[Referring expression pointing data]
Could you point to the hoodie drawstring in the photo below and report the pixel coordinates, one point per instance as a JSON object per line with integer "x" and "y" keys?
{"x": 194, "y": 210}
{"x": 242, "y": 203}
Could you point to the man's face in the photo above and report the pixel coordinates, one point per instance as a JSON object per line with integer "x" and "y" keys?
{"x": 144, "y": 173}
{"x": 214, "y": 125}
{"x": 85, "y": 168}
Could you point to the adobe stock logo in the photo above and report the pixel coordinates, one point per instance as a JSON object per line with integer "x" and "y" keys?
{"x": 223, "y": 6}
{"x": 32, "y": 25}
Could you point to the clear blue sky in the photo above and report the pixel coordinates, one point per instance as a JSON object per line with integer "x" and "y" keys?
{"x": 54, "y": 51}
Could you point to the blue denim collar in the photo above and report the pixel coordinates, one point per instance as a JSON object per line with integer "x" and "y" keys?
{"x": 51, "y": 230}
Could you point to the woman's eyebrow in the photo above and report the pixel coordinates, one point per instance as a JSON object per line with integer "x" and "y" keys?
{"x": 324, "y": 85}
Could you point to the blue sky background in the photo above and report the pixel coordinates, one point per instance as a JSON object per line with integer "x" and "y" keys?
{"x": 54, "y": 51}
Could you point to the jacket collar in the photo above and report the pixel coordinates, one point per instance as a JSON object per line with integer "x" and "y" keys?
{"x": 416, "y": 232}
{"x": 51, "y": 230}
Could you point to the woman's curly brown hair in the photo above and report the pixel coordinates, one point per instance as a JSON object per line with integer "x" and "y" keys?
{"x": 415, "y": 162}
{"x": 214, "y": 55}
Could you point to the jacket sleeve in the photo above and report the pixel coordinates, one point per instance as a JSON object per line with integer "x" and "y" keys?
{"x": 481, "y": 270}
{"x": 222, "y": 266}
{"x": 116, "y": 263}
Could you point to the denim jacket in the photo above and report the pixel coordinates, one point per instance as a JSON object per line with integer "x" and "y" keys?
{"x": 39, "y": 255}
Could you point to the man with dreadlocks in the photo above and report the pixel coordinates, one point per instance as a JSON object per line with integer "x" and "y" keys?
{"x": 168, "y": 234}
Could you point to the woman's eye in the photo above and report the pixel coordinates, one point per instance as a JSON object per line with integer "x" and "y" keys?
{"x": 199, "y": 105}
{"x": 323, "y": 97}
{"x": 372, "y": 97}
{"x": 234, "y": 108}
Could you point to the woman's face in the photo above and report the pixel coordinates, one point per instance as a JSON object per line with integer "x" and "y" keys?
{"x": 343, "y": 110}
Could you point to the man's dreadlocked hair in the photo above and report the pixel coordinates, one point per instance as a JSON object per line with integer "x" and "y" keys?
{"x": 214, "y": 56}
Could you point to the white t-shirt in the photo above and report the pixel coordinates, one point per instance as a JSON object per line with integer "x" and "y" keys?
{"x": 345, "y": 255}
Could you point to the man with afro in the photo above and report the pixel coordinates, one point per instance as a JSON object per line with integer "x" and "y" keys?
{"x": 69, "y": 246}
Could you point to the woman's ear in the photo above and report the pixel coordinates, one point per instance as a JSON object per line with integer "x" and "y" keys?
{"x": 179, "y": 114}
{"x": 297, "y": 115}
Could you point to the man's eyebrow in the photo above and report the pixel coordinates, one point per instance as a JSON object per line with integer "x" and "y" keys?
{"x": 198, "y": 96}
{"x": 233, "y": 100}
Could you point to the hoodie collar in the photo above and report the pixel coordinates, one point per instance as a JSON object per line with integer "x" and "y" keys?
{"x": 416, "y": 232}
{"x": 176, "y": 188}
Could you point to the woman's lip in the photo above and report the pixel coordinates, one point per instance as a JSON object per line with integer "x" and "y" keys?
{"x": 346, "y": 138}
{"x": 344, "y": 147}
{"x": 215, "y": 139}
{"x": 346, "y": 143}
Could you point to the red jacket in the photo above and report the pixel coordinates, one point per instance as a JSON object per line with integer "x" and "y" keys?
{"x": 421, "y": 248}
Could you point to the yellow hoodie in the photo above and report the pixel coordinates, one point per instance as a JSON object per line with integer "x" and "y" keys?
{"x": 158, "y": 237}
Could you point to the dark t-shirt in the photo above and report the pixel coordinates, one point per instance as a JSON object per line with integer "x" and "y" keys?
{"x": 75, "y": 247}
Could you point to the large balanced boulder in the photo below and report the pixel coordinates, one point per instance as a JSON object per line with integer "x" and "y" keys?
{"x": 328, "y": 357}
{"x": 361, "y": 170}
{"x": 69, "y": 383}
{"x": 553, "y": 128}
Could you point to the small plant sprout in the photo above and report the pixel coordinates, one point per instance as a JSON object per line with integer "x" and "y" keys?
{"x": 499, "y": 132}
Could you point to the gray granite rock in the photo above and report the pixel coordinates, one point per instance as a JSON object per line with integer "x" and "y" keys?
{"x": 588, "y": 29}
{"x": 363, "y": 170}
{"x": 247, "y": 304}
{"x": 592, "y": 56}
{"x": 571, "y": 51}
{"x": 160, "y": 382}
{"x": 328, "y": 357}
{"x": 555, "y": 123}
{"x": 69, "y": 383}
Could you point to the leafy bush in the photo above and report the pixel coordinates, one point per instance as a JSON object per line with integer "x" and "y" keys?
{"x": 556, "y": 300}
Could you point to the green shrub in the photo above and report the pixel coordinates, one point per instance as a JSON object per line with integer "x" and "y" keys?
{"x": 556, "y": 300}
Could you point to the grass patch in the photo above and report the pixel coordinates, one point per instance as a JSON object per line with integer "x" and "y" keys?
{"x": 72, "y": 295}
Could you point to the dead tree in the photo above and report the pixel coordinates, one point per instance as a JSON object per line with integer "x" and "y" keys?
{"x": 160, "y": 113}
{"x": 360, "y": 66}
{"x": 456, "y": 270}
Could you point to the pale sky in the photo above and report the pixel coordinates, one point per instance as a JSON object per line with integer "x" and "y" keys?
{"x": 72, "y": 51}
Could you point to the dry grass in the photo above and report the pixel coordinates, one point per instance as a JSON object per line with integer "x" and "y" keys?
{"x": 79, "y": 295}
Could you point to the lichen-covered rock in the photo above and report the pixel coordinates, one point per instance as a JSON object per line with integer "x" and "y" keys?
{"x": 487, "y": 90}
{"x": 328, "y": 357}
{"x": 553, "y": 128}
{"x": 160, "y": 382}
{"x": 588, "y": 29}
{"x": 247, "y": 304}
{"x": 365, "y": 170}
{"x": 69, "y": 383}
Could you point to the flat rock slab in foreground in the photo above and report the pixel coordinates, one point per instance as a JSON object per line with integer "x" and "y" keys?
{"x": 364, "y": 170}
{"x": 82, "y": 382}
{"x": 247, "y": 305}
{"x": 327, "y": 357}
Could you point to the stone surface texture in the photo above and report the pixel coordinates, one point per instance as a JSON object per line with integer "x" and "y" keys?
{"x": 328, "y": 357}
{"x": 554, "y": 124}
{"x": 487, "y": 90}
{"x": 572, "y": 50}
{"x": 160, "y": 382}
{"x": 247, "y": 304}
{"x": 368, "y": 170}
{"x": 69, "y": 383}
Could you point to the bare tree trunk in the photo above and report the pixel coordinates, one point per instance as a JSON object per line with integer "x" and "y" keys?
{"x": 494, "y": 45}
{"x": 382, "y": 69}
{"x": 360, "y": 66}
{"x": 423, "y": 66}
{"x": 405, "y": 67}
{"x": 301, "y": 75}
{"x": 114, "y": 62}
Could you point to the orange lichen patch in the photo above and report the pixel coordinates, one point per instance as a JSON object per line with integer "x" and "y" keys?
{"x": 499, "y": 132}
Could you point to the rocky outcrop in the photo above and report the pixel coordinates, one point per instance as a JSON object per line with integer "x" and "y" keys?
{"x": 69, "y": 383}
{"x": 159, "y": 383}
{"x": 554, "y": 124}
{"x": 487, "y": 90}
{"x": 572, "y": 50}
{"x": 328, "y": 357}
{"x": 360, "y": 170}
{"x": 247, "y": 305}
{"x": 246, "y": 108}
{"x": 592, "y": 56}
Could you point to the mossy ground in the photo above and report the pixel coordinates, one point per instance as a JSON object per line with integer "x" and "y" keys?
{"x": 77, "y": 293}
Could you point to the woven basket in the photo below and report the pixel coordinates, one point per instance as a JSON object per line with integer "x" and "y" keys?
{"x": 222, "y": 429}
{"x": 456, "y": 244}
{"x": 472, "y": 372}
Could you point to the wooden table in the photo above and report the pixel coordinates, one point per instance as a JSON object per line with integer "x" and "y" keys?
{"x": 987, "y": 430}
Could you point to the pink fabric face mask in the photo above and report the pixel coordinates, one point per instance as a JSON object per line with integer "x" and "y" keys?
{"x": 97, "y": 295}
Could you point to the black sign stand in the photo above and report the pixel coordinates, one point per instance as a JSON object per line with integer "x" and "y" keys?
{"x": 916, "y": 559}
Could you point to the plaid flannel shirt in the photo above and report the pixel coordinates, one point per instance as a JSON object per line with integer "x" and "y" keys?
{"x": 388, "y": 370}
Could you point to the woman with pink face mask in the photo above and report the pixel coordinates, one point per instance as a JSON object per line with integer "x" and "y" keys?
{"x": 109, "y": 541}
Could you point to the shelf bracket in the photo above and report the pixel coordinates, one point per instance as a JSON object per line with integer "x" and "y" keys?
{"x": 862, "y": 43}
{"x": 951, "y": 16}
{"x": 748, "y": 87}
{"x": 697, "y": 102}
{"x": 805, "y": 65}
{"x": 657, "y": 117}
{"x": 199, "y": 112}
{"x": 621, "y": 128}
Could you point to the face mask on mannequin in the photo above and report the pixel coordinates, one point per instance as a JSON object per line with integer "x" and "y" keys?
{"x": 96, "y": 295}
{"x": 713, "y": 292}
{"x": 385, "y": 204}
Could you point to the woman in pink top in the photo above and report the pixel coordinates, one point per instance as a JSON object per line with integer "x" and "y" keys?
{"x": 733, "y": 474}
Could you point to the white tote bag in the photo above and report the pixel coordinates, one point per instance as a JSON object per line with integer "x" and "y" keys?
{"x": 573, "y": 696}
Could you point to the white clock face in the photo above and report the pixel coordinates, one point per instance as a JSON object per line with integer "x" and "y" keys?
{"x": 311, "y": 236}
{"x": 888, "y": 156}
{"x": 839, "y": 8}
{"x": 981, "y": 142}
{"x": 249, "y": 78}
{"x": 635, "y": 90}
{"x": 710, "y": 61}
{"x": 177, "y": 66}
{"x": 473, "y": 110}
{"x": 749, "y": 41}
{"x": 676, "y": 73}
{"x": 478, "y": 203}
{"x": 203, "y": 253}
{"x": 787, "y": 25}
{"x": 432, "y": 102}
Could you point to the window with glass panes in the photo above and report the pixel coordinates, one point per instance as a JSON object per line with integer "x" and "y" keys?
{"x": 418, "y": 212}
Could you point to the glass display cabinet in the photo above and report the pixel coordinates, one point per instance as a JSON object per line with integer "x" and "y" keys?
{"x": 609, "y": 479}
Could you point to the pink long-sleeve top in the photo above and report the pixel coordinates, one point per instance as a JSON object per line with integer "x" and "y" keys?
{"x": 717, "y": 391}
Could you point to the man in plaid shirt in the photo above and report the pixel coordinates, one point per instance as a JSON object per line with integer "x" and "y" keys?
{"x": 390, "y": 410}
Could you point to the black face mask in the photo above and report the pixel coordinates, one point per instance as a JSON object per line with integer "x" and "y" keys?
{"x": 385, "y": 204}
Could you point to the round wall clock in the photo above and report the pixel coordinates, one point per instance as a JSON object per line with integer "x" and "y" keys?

YOUR OBJECTIVE:
A word-for-word restatement of the records above from the line containing "Could you point to the glass" to their final line is all the answer should hold.

SOLUTION:
Could you point to the glass display cabinet in the photo above and report the pixel coordinates, one point per instance as a JSON object per line with integer "x" and "y" keys?
{"x": 609, "y": 479}
Could you point to the pink long-sleeve top in the photo above and report the pixel coordinates, one point per instance as a JSON object per line with integer "x" and "y" keys?
{"x": 717, "y": 391}
Could you point to the man in plaid shirt in the photo above and report the pixel coordinates, one point per instance as a JSON object per line with integer "x" and "y" keys?
{"x": 390, "y": 410}
Could you point to the black face mask in the photo above and report the pixel coordinates, one point per instance as a JSON object per line with integer "x" and "y" keys?
{"x": 385, "y": 204}
Could you point to the round wall clock in the photo above and report the pixel coordinates, one point per instance as a JSON object per line with integer "x" and "y" keys?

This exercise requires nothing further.